**Your assignment**
Collect all lines from the listing that include the string "frond".

————

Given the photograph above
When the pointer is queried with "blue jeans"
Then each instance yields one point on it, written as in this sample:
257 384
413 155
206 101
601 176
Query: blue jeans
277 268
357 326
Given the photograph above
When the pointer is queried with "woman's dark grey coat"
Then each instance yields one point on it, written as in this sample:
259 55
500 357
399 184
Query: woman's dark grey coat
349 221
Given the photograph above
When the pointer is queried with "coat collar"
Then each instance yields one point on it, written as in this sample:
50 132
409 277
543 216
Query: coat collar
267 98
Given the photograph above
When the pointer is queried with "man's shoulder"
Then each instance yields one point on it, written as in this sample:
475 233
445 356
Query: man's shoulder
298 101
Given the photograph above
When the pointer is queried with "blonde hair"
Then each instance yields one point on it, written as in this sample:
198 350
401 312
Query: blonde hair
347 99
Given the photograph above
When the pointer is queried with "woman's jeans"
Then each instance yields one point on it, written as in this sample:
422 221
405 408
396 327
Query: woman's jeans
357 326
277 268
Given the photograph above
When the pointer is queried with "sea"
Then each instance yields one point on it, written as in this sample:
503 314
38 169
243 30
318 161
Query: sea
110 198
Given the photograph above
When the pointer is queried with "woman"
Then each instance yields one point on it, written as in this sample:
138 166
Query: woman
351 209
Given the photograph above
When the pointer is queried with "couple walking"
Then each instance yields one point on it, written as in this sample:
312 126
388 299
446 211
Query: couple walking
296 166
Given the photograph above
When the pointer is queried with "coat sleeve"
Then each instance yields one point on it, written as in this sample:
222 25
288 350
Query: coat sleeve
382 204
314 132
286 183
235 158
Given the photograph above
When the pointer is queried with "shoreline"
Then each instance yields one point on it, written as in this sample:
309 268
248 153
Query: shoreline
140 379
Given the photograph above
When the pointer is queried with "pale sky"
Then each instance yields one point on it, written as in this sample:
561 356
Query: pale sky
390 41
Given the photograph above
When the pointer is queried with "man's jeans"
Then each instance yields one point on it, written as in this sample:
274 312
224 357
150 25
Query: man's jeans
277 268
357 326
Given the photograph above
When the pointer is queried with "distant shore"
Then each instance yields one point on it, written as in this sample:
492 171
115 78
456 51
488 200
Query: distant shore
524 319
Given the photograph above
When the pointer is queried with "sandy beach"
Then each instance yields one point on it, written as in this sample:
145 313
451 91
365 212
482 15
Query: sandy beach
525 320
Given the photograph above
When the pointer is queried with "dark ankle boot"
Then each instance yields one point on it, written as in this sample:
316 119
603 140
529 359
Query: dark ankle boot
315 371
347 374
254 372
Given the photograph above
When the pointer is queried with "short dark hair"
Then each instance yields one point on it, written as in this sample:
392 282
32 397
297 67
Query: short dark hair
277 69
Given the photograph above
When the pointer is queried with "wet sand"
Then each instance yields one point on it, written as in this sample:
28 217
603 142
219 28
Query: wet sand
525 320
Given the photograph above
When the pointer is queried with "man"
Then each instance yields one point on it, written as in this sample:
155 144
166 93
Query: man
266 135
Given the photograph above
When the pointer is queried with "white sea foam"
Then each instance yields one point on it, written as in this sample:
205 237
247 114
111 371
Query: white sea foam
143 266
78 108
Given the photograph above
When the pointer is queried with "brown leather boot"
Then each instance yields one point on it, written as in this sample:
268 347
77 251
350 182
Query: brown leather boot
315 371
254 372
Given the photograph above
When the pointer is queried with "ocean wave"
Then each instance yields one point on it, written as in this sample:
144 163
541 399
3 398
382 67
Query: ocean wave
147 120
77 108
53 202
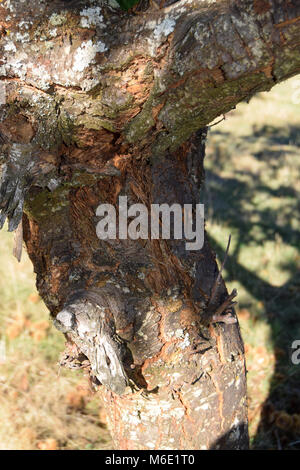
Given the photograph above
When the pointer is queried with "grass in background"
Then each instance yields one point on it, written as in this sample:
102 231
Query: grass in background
252 191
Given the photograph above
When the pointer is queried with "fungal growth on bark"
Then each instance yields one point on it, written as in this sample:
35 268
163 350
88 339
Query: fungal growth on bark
102 103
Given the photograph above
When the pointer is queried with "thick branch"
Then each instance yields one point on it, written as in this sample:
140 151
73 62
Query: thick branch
155 77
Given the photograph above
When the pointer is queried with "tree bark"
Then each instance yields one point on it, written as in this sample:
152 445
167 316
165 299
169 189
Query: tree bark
99 104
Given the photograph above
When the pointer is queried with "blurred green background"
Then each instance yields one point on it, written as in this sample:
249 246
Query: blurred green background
251 192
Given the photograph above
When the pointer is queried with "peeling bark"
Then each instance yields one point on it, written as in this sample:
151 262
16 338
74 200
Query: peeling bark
100 104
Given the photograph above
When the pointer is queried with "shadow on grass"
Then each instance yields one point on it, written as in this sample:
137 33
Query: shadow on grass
241 203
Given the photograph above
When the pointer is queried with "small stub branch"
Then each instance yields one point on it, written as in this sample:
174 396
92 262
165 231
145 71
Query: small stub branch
91 328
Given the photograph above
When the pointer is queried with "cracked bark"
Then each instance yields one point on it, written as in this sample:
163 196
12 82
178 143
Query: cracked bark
102 103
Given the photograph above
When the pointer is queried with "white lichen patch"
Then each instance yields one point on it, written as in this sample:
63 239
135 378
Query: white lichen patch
58 19
186 342
85 54
164 28
177 413
41 74
161 31
92 16
10 47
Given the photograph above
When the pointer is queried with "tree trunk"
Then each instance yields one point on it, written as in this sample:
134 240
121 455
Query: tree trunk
101 104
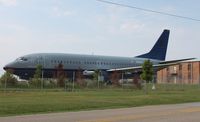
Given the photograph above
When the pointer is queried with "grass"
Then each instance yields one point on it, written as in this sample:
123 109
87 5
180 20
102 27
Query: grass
14 102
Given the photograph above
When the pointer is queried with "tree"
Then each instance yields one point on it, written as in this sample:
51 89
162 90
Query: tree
36 81
147 72
9 79
61 75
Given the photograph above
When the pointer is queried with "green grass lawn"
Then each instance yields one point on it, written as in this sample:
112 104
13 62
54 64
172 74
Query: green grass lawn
14 102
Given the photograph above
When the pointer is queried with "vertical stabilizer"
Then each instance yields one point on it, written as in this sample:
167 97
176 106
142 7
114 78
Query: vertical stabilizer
159 50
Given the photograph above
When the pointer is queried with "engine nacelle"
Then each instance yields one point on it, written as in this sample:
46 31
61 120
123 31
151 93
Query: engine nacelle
88 73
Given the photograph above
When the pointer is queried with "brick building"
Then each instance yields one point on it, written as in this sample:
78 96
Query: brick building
183 73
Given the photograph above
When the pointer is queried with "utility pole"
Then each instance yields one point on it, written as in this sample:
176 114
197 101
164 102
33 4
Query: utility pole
73 80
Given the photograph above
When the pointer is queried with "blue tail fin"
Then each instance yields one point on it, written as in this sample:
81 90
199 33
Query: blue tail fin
159 49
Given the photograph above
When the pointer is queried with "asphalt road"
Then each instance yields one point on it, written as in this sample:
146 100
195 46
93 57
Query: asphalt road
189 112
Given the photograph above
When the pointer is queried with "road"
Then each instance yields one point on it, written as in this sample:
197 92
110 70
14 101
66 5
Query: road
189 112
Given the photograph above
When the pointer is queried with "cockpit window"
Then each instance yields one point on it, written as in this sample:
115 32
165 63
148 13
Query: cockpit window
22 59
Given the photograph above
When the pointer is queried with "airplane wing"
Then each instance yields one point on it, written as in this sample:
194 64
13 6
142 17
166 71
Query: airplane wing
159 66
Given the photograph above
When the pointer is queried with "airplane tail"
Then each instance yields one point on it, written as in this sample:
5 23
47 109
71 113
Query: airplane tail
159 50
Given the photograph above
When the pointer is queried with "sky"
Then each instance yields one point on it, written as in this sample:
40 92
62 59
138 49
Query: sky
93 27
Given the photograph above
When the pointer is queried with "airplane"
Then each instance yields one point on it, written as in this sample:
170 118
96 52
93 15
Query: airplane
25 66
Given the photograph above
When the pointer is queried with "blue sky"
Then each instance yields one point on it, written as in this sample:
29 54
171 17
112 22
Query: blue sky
92 27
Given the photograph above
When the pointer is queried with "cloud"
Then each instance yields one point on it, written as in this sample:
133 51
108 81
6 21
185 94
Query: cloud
60 12
8 2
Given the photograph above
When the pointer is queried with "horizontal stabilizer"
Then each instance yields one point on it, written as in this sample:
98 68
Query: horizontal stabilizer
179 60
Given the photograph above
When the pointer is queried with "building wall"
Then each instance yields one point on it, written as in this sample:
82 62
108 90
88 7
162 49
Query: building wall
183 73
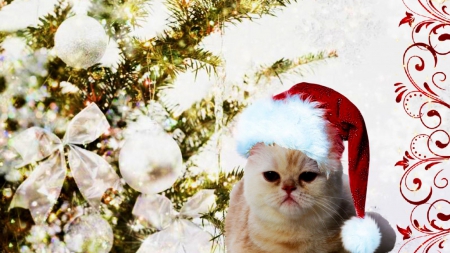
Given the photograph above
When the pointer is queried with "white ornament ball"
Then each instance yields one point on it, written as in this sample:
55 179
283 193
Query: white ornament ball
80 41
150 162
89 234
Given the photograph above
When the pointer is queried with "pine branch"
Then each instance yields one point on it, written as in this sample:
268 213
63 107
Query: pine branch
42 36
285 65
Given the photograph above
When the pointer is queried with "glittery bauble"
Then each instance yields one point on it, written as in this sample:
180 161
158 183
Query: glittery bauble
80 41
89 233
150 162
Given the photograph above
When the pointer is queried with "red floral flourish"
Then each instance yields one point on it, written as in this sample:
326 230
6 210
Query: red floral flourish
426 66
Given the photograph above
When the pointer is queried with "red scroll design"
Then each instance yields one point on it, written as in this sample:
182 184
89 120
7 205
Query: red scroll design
426 97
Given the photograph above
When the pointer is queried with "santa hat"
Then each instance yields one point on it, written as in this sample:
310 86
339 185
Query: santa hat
316 120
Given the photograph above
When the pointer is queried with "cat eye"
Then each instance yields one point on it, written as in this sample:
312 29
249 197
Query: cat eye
307 176
271 176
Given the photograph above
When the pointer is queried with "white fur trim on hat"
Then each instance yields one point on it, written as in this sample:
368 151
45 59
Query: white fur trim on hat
361 235
290 123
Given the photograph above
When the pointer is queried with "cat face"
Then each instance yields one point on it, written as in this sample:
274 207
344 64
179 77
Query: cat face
287 182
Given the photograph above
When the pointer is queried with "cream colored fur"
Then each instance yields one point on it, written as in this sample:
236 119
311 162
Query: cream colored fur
258 221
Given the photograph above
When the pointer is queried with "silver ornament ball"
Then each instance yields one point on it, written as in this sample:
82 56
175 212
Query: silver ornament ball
89 233
150 162
80 41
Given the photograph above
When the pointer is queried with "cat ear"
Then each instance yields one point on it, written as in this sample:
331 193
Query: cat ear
256 148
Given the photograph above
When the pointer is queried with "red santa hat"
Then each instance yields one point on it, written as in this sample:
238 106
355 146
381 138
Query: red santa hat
316 120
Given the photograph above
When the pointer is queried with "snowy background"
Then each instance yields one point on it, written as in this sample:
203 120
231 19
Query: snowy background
369 43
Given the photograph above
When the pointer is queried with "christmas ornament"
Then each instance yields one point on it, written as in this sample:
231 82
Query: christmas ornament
150 161
316 120
92 174
80 41
90 234
176 234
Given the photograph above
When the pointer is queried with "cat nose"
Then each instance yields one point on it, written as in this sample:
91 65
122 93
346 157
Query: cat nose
289 188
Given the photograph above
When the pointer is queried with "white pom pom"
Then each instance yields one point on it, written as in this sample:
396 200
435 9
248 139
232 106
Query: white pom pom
361 235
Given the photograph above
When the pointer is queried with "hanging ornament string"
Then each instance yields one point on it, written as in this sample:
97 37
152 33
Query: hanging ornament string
93 175
176 233
218 101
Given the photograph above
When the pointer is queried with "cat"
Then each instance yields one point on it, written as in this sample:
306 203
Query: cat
285 203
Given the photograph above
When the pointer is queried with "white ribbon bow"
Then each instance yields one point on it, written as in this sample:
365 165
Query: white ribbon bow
93 175
176 234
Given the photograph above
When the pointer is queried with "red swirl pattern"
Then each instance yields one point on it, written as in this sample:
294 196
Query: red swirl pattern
426 97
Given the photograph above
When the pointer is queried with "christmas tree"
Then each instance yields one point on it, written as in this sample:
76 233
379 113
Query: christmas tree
101 134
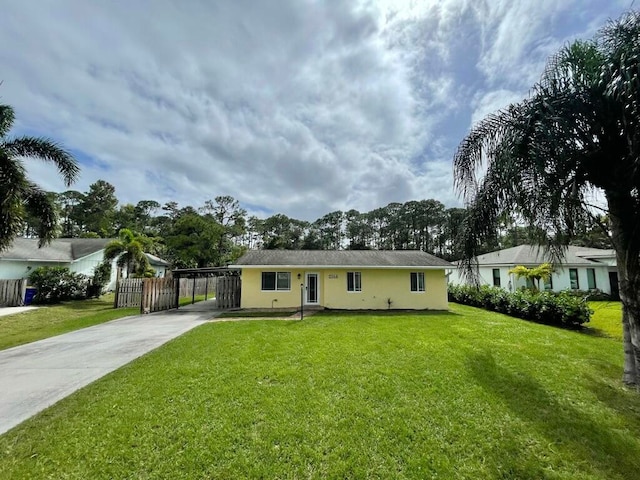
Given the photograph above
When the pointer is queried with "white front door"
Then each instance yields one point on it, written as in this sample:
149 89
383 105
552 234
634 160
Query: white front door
312 289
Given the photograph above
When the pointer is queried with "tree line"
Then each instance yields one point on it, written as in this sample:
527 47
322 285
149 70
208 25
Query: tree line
220 230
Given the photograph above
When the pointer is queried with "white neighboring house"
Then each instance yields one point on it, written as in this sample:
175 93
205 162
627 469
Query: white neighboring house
80 255
581 269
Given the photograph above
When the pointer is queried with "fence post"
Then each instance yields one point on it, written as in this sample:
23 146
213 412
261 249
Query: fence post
115 299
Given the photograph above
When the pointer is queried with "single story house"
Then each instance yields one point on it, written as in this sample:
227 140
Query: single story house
80 255
345 279
581 269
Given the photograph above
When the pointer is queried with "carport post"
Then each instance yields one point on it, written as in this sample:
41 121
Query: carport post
177 286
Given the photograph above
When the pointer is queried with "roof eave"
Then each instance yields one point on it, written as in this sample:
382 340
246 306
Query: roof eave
364 267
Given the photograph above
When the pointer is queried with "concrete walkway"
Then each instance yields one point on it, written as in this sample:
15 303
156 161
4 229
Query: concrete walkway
37 375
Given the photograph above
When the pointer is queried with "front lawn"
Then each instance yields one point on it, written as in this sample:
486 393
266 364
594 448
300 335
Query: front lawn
606 319
50 320
467 394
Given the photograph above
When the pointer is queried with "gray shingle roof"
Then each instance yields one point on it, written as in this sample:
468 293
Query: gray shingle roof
534 255
340 258
153 260
63 250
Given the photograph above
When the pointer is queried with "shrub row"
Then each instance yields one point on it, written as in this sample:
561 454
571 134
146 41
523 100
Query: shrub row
559 309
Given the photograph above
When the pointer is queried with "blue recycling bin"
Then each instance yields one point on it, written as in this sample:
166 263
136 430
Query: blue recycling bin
29 293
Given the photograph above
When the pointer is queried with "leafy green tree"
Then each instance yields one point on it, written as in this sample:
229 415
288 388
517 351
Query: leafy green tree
579 130
99 208
192 241
232 218
19 196
70 206
129 249
533 274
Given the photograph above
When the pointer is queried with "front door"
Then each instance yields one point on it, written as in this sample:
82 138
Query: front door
312 289
613 282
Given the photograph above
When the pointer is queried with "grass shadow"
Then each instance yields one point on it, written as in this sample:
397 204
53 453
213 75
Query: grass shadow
594 332
579 435
386 313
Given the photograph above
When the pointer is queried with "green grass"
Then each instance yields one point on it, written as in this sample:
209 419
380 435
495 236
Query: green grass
51 320
606 319
463 395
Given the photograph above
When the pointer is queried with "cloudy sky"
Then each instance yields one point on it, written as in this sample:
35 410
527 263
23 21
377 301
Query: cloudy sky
291 106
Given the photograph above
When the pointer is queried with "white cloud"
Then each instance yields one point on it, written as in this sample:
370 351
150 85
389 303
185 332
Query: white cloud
301 109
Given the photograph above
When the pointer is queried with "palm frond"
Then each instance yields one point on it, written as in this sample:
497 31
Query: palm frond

————

**Worked solution**
When the pointer is queried with "palm frond"
Query: palm frond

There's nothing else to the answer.